Genealogies cannot be said to have any plot or event, still, they serve as
parts of the narrative of the past. So what Gervinus
and, following him, Jauss has to say about
"sketches of history" do not really count once we really come to
their operation.
Another
case for narration as a proper form of literary history is of course the
recent tradition from Collingwood through Hayden White to the present day,
which proposes that a self-conscious and controlled involvement in telling the
story is both indispensable and useful part of history writing. We all know the
lesson of these debates, so I will not go into details. Just let me also mention
New Historicism which has an aim to modify the narrative structure so that it
could include the contingent, the marginal, the
anecdotic. And let me add David Carr's argument for narrative: for Carr,
narrative is always already there in our perception of the world; causal
structures, chronology, characters will preform our
sensation. Even if it is not an anthropological given, it must be with us
inevitably from a very early period of socialization. We cannot do without
history, Carr suggest.
Translating
all these considerations into the problem of understanding the other, we could
speculate that even perhaps narrativization is not
anthropologically wired within our human system, in
confronting with the “other” we always make use of it anyway. We try to solve,
to dissolve, to smooth away “otherness” by narrativizing
it; we try to understand the “otherness” of literature (and the “otherness” of
literary history) by forging any sort of narrative for it.
However,
there are arguments against the narrative nature of our understanding the
other, and there are three cases against narrative forms of literary history
writing – or there may be more but here I mention three of them. First, the
ideological nature of narration; second, the anthropomorphic metaphors penetrating
every inch of this narration; and third, they are by nature exclusive, closed,
they do not allow the contingent, the peripheral, the ephemeral to get into the
story. These three may overlap.

[Point labels for objects]
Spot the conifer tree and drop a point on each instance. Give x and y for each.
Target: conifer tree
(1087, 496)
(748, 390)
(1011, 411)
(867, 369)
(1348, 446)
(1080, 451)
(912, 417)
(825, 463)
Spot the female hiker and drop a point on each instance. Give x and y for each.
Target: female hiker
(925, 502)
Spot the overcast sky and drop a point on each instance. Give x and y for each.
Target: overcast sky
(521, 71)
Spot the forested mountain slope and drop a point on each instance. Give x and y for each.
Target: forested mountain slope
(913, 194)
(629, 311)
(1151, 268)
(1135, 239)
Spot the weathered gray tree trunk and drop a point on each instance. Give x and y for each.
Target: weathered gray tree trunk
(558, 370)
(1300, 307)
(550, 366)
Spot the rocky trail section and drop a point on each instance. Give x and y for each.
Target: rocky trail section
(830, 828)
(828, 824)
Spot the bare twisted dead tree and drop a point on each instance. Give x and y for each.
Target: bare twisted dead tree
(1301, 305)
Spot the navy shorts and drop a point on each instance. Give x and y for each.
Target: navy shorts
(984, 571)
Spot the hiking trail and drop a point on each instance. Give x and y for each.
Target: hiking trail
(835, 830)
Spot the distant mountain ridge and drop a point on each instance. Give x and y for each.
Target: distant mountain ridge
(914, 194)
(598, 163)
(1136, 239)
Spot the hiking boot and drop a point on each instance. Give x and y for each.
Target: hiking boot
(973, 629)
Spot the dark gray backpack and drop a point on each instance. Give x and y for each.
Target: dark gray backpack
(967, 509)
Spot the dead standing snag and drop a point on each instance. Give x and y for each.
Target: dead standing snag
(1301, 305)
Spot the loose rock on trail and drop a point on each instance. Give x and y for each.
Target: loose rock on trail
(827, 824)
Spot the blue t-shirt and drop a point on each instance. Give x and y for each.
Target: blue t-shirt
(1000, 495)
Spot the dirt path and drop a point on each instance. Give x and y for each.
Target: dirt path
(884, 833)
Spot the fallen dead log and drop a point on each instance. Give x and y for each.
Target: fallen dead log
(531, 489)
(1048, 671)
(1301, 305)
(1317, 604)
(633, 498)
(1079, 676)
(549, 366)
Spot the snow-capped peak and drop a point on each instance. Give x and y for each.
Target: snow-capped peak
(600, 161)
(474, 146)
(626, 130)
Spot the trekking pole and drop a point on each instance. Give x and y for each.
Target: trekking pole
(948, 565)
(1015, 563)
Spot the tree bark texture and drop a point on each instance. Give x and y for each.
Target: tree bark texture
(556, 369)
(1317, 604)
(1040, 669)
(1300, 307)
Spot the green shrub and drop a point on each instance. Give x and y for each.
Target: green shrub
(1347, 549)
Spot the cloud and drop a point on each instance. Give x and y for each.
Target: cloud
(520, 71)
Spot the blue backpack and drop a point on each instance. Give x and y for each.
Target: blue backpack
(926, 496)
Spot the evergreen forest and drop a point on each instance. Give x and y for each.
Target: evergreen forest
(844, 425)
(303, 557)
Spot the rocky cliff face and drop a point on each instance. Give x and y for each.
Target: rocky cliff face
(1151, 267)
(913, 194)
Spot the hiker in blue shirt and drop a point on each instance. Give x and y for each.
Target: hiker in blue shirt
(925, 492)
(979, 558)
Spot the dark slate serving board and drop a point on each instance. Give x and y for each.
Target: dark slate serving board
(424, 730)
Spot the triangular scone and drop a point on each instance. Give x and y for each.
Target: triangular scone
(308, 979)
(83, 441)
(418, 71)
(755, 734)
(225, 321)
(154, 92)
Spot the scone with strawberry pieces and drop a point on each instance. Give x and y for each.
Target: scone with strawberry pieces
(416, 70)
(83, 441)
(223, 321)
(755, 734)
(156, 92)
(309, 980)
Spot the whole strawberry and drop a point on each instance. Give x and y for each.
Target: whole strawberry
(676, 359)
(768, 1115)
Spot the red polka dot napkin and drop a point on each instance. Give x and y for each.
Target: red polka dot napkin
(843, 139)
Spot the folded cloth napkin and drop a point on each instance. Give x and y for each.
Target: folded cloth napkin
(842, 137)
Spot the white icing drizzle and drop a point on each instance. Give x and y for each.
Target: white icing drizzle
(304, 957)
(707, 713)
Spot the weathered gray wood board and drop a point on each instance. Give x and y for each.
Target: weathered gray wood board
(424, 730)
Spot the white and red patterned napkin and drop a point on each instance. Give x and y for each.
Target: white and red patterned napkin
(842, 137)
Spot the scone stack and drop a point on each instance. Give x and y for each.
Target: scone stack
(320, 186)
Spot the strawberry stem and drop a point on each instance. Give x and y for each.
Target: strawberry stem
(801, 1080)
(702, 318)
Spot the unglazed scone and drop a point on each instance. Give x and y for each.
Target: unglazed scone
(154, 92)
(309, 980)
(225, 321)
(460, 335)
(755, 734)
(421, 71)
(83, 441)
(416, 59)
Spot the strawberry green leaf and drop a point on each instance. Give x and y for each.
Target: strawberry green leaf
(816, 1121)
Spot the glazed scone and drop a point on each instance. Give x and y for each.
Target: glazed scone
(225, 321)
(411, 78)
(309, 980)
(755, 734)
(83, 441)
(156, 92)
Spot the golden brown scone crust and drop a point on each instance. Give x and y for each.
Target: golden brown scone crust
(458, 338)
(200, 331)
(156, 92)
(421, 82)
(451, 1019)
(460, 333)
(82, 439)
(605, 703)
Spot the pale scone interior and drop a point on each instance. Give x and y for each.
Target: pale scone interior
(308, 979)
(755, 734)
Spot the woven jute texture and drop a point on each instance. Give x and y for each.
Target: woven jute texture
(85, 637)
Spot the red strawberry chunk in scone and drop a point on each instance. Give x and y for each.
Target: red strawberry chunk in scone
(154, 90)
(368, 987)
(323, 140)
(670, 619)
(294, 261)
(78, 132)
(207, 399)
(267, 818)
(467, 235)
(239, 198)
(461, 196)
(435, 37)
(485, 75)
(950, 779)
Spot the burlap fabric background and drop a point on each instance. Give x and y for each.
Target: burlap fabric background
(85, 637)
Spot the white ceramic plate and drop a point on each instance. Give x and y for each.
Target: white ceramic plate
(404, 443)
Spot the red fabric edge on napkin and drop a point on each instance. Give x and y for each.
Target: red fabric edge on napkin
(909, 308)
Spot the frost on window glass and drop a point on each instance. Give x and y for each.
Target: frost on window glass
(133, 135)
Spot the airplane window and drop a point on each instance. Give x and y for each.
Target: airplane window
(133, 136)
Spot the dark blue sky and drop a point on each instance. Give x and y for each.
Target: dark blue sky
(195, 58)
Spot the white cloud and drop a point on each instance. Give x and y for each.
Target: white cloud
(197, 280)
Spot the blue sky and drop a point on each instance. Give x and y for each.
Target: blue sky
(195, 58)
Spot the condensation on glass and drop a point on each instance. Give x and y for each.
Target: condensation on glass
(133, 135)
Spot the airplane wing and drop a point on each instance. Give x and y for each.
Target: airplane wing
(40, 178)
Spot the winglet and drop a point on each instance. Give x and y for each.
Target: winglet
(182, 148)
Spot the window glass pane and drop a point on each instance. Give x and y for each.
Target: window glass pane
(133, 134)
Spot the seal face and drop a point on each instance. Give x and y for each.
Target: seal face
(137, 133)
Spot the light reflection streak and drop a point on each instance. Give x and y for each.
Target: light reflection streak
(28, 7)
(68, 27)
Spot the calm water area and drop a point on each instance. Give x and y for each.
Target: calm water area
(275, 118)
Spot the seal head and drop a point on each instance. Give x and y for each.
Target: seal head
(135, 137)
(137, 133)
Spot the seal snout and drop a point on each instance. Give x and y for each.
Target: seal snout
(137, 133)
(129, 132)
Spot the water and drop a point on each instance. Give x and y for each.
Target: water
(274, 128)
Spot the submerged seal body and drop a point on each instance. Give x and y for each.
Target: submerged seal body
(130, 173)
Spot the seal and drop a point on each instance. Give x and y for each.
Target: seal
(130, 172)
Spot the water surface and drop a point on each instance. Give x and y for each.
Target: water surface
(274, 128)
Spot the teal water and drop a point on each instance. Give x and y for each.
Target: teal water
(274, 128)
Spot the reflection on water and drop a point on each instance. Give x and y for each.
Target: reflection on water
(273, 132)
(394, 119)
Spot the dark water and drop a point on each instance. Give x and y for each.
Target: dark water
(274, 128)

WHAT IS ASKED:
1 – Answer these questions from the passage on narrative in literary history:
(a) Which name stands between Collingwood and the present day in the recent tradition it mentions?
(b) For Carr, which three things will preform our sensation?
(c) What is the first of the three cases against narrative forms of literary history writing?
2 – Filter the records down to every line that holds the string "patterned".
The passage on narrative in literary history and the records are unrelated pieces of material.

OUTPUTS FOR THE TASKS:
1 –
(a) Hayden White
(b) Causal structures, chronology, and characters
(c) The ideological nature of narration

2 –
Spot the white and red patterned napkin and drop a point on each instance. Give x and y for each.
Target: white and red patterned napkin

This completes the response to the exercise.